*Énoncé:* Veuillez relever toutes les lignes des items ci-dessous qui contiennent le mot « sneaker », en les recopiant telles quelles.

───── Entrées fournies ─────

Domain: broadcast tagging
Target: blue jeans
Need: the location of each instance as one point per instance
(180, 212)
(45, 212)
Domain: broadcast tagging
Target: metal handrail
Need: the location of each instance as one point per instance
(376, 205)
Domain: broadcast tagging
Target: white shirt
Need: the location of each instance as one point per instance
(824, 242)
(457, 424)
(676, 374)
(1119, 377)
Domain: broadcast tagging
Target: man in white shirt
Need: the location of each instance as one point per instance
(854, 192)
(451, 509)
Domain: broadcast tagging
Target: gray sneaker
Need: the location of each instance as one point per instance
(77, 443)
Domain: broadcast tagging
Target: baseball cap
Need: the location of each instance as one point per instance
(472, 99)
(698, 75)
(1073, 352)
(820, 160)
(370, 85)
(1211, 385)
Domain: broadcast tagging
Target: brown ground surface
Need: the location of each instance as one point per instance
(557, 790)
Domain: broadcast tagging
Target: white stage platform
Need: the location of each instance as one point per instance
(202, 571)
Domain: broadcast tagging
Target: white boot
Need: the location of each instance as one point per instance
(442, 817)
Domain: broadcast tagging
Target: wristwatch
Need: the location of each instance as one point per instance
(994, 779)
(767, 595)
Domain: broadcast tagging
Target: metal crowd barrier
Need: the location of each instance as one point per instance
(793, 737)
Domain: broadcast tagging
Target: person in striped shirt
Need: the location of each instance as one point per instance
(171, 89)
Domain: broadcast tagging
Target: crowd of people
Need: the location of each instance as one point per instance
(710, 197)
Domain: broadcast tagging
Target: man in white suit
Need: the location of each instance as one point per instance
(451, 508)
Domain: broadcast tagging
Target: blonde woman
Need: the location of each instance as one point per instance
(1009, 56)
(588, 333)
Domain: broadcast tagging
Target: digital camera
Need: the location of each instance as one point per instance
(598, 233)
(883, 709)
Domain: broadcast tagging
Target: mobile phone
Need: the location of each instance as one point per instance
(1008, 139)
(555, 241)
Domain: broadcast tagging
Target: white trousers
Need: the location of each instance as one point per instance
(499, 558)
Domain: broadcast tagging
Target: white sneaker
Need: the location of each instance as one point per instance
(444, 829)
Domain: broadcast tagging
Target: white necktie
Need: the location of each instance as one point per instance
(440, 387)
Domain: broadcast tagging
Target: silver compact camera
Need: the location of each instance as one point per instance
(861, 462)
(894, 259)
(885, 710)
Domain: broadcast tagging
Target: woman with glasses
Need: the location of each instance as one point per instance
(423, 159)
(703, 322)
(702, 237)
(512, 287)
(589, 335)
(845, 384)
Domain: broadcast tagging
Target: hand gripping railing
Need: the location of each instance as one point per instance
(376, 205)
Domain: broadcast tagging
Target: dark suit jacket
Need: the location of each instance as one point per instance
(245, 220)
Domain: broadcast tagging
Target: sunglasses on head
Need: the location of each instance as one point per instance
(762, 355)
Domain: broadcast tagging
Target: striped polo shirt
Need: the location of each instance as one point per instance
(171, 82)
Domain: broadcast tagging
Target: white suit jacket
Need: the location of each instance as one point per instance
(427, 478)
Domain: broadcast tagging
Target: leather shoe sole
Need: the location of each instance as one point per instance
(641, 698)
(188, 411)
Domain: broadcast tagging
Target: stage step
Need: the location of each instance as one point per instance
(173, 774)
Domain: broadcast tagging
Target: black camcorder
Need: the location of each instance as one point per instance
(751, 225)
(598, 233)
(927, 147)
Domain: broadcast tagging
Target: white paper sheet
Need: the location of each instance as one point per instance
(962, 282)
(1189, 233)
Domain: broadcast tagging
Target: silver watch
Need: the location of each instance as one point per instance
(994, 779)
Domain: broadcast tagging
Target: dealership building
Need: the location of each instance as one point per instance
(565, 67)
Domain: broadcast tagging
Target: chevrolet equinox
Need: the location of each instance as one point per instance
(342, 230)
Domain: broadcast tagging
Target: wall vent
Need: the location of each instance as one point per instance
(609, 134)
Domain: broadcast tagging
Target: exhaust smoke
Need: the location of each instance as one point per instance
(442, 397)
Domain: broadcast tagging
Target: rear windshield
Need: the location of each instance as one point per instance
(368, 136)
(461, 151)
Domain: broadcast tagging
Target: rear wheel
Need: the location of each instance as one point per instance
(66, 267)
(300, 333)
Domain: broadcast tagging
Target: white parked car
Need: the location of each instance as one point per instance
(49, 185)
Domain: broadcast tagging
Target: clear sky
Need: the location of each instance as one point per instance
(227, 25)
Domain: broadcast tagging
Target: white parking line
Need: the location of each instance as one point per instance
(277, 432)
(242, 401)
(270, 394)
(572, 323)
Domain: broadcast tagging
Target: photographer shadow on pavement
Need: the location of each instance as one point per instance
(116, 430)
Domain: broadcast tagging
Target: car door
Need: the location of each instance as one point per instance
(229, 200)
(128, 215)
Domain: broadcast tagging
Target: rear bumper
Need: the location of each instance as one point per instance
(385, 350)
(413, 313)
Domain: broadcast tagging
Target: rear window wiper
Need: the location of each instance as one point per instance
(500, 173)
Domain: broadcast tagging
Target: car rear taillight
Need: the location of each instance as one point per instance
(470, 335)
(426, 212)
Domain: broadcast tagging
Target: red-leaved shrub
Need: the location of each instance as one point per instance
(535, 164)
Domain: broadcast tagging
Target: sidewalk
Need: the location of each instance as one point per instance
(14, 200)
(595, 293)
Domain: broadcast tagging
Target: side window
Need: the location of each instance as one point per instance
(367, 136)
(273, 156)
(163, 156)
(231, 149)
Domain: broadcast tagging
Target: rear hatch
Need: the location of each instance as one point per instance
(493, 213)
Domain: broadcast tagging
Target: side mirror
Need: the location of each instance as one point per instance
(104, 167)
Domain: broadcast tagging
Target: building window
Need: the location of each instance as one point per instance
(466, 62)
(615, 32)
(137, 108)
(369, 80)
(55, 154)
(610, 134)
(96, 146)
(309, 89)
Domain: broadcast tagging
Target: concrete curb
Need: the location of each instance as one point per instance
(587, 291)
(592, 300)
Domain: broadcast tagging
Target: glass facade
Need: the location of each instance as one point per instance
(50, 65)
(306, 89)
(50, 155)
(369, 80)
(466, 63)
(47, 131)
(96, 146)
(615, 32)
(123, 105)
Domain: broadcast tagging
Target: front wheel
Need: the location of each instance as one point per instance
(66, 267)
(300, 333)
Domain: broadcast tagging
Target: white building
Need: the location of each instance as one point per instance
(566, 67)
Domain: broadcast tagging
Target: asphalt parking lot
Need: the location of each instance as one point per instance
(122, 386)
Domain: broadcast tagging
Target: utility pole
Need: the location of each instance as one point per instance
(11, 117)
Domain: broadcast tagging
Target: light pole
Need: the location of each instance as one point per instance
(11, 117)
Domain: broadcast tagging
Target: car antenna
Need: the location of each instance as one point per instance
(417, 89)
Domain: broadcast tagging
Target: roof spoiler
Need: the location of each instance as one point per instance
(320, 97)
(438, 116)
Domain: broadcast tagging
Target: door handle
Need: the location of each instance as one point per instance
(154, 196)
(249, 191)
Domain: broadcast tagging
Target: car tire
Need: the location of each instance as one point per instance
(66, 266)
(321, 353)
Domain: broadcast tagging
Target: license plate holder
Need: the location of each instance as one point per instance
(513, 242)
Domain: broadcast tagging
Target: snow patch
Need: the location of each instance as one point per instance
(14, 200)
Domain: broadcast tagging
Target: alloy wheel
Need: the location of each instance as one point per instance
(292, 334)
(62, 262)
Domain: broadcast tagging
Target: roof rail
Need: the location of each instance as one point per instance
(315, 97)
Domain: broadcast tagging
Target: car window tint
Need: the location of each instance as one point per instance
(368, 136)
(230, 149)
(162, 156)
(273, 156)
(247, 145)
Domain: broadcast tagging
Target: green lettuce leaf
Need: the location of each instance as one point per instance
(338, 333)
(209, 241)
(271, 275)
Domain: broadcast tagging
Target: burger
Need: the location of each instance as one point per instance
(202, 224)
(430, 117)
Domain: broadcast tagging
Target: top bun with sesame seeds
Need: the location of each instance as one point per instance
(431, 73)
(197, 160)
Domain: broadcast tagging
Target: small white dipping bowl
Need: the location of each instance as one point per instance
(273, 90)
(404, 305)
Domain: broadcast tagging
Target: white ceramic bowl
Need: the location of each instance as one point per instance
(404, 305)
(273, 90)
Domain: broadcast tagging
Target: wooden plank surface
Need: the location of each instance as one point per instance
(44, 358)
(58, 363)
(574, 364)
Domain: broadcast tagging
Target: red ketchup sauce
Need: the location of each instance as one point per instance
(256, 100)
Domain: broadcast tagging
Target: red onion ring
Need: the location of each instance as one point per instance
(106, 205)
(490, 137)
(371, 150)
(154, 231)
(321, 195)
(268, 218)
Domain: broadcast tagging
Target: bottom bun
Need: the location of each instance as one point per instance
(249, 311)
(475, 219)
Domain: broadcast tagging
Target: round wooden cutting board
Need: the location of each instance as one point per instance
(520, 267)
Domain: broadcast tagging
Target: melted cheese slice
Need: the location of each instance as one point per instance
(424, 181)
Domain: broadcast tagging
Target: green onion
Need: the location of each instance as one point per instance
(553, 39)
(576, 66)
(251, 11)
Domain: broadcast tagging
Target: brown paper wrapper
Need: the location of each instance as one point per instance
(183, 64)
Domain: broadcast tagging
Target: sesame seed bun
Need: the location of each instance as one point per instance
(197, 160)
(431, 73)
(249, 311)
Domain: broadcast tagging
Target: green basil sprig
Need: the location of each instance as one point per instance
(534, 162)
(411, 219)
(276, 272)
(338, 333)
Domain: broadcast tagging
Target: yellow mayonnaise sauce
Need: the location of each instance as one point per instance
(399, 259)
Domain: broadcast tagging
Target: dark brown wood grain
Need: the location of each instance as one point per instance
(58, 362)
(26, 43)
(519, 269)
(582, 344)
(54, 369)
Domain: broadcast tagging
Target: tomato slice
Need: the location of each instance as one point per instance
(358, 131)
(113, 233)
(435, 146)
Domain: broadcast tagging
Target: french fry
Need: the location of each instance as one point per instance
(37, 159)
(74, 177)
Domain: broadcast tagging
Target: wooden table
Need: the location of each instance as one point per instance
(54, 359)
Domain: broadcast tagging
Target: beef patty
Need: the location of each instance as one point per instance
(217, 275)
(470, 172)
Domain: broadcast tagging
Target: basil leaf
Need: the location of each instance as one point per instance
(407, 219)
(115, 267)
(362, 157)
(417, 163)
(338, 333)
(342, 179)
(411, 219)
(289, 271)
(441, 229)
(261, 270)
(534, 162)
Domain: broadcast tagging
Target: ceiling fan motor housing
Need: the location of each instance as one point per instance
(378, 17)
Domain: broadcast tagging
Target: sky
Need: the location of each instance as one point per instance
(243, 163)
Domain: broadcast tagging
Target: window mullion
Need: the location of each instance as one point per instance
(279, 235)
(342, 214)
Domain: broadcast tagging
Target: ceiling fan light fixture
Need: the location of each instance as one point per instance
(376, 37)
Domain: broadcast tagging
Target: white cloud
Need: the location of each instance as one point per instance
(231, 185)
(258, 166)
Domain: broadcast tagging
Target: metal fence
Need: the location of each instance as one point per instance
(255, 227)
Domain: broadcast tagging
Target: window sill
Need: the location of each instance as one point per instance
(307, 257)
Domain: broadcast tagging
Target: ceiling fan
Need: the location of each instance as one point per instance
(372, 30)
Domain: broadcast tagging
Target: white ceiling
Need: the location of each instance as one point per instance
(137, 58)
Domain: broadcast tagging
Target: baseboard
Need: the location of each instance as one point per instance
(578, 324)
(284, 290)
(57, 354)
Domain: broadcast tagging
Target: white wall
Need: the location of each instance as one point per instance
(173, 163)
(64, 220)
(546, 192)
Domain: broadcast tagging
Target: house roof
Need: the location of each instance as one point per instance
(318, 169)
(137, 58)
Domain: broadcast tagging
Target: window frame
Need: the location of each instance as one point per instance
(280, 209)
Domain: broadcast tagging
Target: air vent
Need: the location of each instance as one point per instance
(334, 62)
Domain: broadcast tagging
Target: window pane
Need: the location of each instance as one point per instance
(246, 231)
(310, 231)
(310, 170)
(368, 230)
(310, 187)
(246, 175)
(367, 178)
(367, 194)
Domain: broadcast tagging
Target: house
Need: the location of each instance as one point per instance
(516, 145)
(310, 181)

─────

*Réponse:*
Target: gray sneaker
Target: white sneaker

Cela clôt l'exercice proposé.